[start of DATA PROVIDED]
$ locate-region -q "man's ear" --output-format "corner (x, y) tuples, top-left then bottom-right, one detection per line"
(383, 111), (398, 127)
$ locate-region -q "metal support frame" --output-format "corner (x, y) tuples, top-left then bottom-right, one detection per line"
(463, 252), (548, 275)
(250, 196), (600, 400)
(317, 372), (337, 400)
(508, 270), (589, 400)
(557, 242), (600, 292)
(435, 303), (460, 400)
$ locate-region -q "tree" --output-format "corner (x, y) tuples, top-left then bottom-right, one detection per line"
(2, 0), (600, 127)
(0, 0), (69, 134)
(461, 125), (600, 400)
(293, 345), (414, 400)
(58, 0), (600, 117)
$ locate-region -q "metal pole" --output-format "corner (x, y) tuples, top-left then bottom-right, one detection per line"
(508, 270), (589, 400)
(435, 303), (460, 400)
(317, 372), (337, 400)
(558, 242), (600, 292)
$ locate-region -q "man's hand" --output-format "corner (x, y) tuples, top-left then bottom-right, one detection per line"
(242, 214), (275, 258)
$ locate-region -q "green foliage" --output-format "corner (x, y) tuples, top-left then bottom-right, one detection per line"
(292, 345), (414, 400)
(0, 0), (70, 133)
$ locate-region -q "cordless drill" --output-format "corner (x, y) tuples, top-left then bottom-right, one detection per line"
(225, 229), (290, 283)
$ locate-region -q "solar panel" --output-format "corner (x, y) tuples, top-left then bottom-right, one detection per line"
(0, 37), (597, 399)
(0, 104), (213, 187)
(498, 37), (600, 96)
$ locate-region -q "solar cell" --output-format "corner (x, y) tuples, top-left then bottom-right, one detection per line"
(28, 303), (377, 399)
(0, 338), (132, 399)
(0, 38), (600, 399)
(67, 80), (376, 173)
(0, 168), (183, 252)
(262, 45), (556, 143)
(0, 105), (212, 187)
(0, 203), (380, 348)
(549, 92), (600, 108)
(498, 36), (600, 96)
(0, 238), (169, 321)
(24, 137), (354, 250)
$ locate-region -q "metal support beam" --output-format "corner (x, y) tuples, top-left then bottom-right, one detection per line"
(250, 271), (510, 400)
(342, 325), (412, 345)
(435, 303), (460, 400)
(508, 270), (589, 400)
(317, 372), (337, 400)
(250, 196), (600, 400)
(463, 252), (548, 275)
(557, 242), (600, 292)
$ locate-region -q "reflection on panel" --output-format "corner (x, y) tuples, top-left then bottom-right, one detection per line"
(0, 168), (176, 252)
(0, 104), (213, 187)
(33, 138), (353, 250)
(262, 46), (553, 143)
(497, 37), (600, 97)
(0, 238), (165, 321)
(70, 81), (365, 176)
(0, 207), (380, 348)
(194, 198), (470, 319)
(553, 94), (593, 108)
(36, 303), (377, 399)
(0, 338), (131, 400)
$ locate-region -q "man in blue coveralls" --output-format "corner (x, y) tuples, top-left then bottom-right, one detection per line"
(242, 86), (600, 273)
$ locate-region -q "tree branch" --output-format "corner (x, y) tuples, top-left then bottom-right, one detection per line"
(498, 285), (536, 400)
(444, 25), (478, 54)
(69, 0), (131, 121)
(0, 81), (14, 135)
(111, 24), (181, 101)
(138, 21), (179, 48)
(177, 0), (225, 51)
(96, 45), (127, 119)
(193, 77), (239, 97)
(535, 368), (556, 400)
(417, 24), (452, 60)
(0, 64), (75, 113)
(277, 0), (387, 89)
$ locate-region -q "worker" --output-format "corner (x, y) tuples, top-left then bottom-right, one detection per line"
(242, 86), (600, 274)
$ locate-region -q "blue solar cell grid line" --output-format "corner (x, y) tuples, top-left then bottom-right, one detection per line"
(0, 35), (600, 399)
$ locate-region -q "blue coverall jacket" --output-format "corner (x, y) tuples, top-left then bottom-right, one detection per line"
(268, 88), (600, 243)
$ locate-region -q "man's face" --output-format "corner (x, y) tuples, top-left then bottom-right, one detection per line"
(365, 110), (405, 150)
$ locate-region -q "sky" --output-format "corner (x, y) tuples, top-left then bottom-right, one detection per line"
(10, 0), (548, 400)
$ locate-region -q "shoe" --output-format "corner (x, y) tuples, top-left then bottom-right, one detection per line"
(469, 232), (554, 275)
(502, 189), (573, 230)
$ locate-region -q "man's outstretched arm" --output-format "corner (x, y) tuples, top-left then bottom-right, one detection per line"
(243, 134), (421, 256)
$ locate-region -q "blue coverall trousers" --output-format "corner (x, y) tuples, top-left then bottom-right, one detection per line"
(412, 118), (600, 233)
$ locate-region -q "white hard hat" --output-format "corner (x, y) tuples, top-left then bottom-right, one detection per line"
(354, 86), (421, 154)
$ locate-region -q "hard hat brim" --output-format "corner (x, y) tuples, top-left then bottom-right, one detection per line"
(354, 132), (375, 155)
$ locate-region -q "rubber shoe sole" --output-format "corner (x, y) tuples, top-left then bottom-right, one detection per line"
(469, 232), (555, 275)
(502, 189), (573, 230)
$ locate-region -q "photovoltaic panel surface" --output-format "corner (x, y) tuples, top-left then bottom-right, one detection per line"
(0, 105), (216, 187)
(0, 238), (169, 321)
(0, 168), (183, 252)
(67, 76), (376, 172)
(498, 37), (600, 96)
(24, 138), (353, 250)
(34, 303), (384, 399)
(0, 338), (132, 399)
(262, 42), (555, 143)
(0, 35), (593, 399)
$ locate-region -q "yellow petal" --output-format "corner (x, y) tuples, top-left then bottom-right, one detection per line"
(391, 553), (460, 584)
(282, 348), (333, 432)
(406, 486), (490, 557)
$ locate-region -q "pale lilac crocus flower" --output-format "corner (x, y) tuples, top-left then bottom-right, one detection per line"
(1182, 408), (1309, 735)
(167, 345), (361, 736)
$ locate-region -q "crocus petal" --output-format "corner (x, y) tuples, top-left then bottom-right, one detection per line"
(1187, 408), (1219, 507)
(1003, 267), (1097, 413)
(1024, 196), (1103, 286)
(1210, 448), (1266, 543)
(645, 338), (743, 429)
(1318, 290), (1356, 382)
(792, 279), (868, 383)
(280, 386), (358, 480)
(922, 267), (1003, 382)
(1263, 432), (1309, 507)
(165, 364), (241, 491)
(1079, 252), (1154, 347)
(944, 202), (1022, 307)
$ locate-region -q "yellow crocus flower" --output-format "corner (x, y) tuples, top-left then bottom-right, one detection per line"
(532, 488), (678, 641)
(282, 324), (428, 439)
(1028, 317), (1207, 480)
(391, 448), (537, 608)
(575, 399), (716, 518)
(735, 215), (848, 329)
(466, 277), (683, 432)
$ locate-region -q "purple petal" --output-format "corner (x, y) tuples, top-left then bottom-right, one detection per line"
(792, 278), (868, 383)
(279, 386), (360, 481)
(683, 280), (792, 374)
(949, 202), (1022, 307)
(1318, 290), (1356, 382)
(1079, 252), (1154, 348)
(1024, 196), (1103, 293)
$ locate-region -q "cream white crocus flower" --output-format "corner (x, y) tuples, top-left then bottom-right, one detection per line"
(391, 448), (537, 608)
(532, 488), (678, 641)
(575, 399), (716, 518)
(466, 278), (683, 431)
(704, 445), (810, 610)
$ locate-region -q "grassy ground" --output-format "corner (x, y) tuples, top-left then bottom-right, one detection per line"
[end of DATA PROVIDED]
> _EXERCISE REQUIREMENTS_
Rewrite all the data above, changing every occurrence of "locate-region" to "find-region" and leaving everything else as it is.

> _RESULT OF THE EXERCISE_
$ find-region -q "man's ear" --output-format "corner (x, y) tuples, top-left then bottom-right, one detection per line"
(383, 111), (398, 127)
$ find-region -q "metal support frame" --output-format "corner (x, y) tuples, top-left then bottom-right, one detection per line"
(463, 252), (548, 275)
(250, 196), (600, 400)
(317, 372), (337, 400)
(508, 270), (589, 400)
(557, 242), (600, 292)
(435, 303), (460, 400)
$ find-region -q "tree" --output-format "corner (x, y) tuples, top-left then bottom-right, one detection per line"
(2, 0), (600, 127)
(0, 0), (69, 134)
(461, 125), (600, 400)
(293, 345), (414, 400)
(58, 0), (600, 117)
$ find-region -q "metal pole" --output-format "corner (x, y) tuples, top-left then bottom-right, one detection per line"
(508, 270), (589, 400)
(435, 303), (460, 400)
(317, 372), (337, 400)
(558, 242), (600, 292)
$ find-region -q "man's hand" --output-format "corner (x, y) tuples, top-left then bottom-right, one detection per line"
(242, 214), (275, 258)
$ find-region -q "green foliage" --output-format "corner (x, y) tuples, top-left then bottom-right, one detection per line"
(292, 345), (414, 400)
(0, 0), (70, 133)
$ find-region -q "cordless drill" --output-format "corner (x, y) tuples, top-left then bottom-right, one detection per line"
(225, 229), (290, 283)
$ find-region -q "solar panel" --output-format "corner (x, y) tuples, top-left then bottom-right, one detection per line"
(0, 37), (597, 399)
(0, 104), (213, 187)
(498, 37), (600, 96)
$ find-region -q "solar cell" --output-format "corner (x, y) tuples, top-left then bottom-right, one detection per line"
(28, 303), (377, 399)
(0, 338), (132, 399)
(0, 38), (600, 399)
(67, 80), (376, 173)
(0, 168), (183, 252)
(262, 45), (556, 143)
(0, 105), (212, 187)
(0, 203), (380, 348)
(549, 92), (600, 108)
(498, 36), (600, 96)
(0, 238), (169, 321)
(24, 137), (354, 250)
$ find-region -q "metal support beam" --output-format "corner (x, y) tuples, top-left then bottom-right, one detection per line"
(250, 271), (510, 400)
(342, 325), (412, 345)
(435, 303), (460, 400)
(508, 270), (589, 400)
(317, 372), (337, 400)
(250, 196), (600, 400)
(463, 252), (548, 275)
(557, 242), (600, 292)
$ find-region -q "reflection on panel" --output-format "corner (x, y) tuples, top-left then bottom-right, one detection per line"
(0, 168), (176, 252)
(0, 104), (213, 187)
(33, 138), (353, 250)
(262, 46), (553, 143)
(497, 37), (600, 97)
(0, 238), (165, 321)
(70, 81), (365, 176)
(0, 207), (380, 348)
(194, 198), (470, 319)
(553, 94), (593, 108)
(36, 303), (377, 399)
(0, 338), (131, 400)
$ find-region -q "man in blue coveralls" --output-format "corner (x, y) tuples, top-left then bottom-right, one detection per line"
(242, 86), (600, 273)
$ find-region -q "tree branch" --output-format "corner (x, y) tuples, top-left then bottom-right, one detection per line"
(498, 285), (536, 400)
(444, 25), (478, 54)
(69, 0), (131, 121)
(0, 81), (14, 135)
(111, 24), (181, 101)
(138, 21), (179, 48)
(177, 0), (225, 51)
(96, 45), (127, 119)
(193, 77), (239, 97)
(535, 368), (556, 400)
(417, 24), (452, 60)
(0, 64), (75, 113)
(277, 0), (387, 89)
$ find-region -q "worker" --output-format "corner (x, y) tuples, top-left then bottom-right, one detection per line"
(242, 86), (600, 274)
$ find-region -q "blue solar cell grid line" --output-format "corner (x, y) tuples, top-left then bottom-right, one detection per line"
(0, 35), (600, 399)
$ find-region -q "blue coverall jacket" --output-format "corner (x, y) tuples, top-left then bottom-right, one detection per line"
(268, 88), (600, 243)
$ find-region -q "man's face" --output-format "corner (x, y) tuples, top-left then bottom-right, one detection per line"
(365, 110), (405, 150)
$ find-region -q "sky" --output-format "corner (x, y) tuples, top-left then bottom-right, one detection per line"
(10, 0), (548, 400)
$ find-region -q "shoe" --output-format "corner (x, y) tuples, top-left then bottom-right, one detection per line"
(469, 232), (554, 275)
(502, 189), (573, 230)
$ find-region -q "man's outstretched arm" --output-format "corner (x, y) tuples, top-left then bottom-right, one detection per line"
(243, 134), (421, 256)
$ find-region -q "blue coverall trousers" --output-format "corner (x, y) tuples, top-left then bottom-right, one detection per line"
(412, 118), (600, 233)
$ find-region -q "white hard hat" --output-format "corner (x, y) tuples, top-left then bottom-right, one detection per line"
(354, 86), (421, 154)
$ find-region -q "hard hat brim" --output-format "corner (x, y) tuples, top-left then bottom-right, one detection per line"
(354, 132), (375, 155)
$ find-region -q "rubber shoe sole" --output-format "corner (x, y) tuples, top-left then bottom-right, one detection per line"
(469, 232), (555, 275)
(502, 189), (573, 230)
$ find-region -q "photovoltaic panel surface" --output-format "corner (x, y) tuples, top-left then bottom-right, one detection per line"
(0, 105), (216, 187)
(0, 238), (169, 321)
(0, 168), (183, 252)
(67, 76), (376, 172)
(498, 37), (600, 96)
(24, 138), (353, 250)
(34, 303), (384, 399)
(0, 338), (132, 399)
(262, 42), (555, 143)
(0, 35), (593, 399)
$ find-region -q "yellow petal" --output-format "corner (x, y) tuples, top-left then bottom-right, one detection per line"
(391, 553), (460, 584)
(282, 348), (333, 432)
(406, 486), (490, 557)
$ find-region -q "pale lilac crocus flower" --output-format "corner (x, y) tuples, top-left then bottom-right, one detection per line"
(1182, 408), (1309, 735)
(167, 345), (361, 736)
$ find-region -q "crocus petal" --output-format "corner (x, y) tuples, top-left then bottom-right, one detection per line"
(1187, 408), (1219, 507)
(1003, 267), (1097, 413)
(1024, 196), (1103, 286)
(1210, 448), (1266, 543)
(645, 338), (743, 429)
(1318, 290), (1356, 382)
(792, 279), (868, 383)
(280, 386), (358, 480)
(922, 267), (1003, 382)
(1263, 432), (1309, 507)
(165, 364), (241, 491)
(1079, 252), (1154, 347)
(944, 202), (1022, 307)
$ find-region -q "yellow crocus flower" --output-format "corner (x, y) tuples, top-left then bottom-right, one detection per line"
(532, 488), (678, 641)
(282, 324), (428, 439)
(1028, 317), (1207, 480)
(391, 448), (537, 608)
(575, 399), (716, 518)
(735, 215), (848, 329)
(466, 277), (683, 432)
$ find-region -q "purple petal" --output-format "corner (x, y) tuples, top-left then bottom-right, one detection per line"
(792, 278), (868, 383)
(279, 386), (360, 481)
(683, 280), (792, 374)
(949, 202), (1022, 307)
(1318, 290), (1356, 382)
(1079, 252), (1154, 348)
(1024, 196), (1103, 293)
$ find-region -q "cream white crocus flower" --output-format "corner (x, y) tuples, top-left then bottom-right, one detection per line"
(391, 448), (537, 608)
(532, 488), (678, 641)
(575, 399), (716, 518)
(466, 278), (683, 431)
(704, 445), (810, 610)
$ find-region -q "grassy ground" --output-format "corner (x, y) tuples, top-left then bottom-right, one detection per line"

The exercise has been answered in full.